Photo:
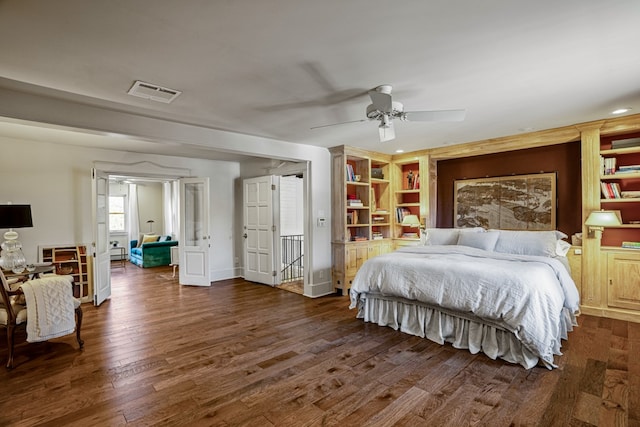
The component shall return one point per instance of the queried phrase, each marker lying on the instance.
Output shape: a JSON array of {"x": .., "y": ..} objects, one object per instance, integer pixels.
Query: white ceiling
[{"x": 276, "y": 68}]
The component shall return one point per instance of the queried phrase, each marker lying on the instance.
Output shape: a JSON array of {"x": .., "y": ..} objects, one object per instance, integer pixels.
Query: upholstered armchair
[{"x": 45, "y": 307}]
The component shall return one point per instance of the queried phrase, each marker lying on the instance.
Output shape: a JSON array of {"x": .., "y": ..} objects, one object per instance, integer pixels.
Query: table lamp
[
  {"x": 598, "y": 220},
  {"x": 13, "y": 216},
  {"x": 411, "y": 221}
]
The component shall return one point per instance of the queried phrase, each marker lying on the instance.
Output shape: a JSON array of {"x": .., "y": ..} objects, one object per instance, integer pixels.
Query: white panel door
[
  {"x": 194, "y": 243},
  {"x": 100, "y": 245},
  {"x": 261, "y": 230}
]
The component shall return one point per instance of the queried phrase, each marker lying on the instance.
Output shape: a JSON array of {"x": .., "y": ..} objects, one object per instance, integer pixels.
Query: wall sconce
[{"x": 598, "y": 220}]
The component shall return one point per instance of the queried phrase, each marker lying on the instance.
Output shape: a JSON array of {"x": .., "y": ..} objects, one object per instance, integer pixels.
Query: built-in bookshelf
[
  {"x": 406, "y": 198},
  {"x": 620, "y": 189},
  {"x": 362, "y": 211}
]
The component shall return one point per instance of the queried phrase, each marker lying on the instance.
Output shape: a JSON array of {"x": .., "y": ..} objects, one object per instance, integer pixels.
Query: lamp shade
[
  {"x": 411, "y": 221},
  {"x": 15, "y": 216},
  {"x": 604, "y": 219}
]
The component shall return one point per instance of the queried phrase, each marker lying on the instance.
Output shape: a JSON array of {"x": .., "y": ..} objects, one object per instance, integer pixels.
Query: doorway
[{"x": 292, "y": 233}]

──────

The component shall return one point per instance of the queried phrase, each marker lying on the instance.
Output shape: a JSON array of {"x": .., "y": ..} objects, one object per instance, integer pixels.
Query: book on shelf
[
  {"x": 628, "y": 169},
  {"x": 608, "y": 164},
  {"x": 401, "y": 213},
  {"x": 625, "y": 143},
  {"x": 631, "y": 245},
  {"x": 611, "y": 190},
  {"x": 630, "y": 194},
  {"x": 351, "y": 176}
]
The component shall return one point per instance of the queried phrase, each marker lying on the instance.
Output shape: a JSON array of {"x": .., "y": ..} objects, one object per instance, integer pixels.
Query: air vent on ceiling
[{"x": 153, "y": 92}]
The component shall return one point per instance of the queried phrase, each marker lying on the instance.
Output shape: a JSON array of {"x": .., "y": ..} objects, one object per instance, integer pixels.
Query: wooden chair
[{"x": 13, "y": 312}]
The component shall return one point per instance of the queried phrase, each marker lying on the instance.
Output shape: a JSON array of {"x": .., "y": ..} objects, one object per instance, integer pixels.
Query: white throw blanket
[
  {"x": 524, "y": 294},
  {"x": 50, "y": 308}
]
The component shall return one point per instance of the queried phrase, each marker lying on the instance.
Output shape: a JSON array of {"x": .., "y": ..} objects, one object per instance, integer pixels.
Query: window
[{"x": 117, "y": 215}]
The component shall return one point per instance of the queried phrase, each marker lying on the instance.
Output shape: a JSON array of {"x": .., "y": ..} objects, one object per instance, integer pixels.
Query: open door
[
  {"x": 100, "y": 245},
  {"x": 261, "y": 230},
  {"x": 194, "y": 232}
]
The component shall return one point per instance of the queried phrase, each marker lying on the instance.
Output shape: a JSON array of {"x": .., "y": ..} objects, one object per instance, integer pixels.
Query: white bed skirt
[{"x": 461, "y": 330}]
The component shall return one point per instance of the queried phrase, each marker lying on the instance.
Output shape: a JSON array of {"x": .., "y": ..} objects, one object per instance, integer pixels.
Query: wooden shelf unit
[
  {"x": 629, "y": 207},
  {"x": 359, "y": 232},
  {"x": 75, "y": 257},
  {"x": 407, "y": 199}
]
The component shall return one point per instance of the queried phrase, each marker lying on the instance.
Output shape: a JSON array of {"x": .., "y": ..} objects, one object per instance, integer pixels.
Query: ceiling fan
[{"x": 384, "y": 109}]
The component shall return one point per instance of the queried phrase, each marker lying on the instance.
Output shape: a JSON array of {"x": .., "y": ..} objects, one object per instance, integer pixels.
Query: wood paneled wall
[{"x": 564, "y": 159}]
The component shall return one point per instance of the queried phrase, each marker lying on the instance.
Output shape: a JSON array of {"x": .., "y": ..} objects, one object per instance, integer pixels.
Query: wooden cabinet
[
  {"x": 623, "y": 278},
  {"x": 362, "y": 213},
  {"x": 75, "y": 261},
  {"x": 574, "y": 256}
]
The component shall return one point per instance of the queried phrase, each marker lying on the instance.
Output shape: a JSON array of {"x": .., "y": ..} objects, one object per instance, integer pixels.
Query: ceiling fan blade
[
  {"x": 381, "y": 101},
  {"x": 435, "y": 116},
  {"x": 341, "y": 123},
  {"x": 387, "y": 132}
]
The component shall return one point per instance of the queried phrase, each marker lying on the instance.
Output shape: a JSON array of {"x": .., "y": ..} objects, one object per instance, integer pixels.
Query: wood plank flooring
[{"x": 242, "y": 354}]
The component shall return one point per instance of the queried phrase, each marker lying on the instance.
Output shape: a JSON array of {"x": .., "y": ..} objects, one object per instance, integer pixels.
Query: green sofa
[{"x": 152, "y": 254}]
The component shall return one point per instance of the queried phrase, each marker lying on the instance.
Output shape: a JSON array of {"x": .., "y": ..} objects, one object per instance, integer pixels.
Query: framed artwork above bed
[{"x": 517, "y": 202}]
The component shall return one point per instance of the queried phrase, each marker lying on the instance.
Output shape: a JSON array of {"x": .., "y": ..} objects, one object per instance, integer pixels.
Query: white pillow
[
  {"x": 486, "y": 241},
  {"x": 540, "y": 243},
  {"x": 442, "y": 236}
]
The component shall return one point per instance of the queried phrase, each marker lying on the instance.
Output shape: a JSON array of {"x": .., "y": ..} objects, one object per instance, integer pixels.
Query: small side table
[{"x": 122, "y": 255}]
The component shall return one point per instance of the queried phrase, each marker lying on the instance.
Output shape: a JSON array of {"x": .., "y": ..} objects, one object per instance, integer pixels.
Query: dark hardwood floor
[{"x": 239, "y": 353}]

──────

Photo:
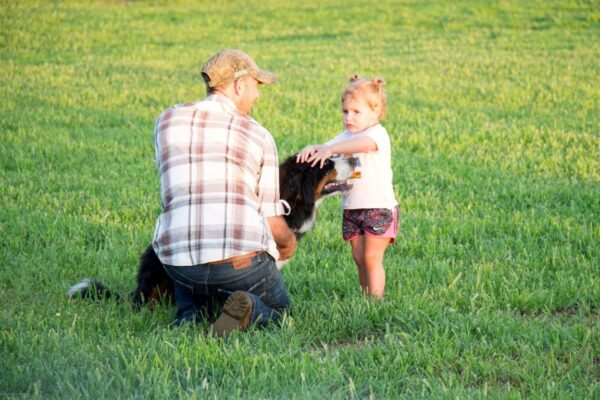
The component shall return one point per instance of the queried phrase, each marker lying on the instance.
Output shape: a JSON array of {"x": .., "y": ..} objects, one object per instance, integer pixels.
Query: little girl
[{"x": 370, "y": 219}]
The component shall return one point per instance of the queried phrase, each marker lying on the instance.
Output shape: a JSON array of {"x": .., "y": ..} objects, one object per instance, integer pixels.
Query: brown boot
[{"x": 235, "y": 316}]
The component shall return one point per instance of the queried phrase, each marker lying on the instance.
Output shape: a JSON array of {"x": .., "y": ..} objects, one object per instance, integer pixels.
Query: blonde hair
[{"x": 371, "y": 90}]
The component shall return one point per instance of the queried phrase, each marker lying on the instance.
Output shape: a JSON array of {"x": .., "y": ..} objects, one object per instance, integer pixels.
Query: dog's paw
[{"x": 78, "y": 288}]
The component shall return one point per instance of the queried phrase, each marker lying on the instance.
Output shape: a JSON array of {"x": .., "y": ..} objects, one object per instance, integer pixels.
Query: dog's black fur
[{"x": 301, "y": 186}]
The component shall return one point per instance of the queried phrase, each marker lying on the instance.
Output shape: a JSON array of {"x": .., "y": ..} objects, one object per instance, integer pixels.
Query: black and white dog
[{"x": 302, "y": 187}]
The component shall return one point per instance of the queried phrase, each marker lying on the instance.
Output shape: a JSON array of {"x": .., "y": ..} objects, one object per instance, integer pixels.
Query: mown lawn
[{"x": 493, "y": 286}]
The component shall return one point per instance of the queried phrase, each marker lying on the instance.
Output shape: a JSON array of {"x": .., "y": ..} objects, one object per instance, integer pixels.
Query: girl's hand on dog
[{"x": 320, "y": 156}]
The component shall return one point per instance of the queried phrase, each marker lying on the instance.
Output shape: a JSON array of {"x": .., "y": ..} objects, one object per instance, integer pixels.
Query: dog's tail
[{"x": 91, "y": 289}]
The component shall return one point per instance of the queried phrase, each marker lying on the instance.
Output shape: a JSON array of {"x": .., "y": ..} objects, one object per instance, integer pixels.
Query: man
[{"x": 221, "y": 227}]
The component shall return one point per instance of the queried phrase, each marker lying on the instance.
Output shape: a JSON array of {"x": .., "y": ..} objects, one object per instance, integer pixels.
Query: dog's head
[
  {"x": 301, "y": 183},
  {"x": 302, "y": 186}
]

──────

How many lines of the records contain the string "girl"? Reply with the number alone.

2